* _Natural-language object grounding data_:
::::::::::

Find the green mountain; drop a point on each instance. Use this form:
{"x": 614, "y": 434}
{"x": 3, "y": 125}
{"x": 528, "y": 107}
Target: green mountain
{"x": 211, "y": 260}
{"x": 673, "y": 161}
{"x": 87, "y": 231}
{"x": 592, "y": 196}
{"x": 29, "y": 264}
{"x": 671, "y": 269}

::::::::::

* _TASK STATEMENT_:
Repeat the data verbatim, line after line, leaving nothing out.

* _ANSWER_:
Find the green mountain; drop a point on each instance. Use this form:
{"x": 614, "y": 434}
{"x": 3, "y": 125}
{"x": 528, "y": 107}
Target: green mountain
{"x": 211, "y": 260}
{"x": 673, "y": 161}
{"x": 87, "y": 231}
{"x": 592, "y": 196}
{"x": 29, "y": 264}
{"x": 671, "y": 269}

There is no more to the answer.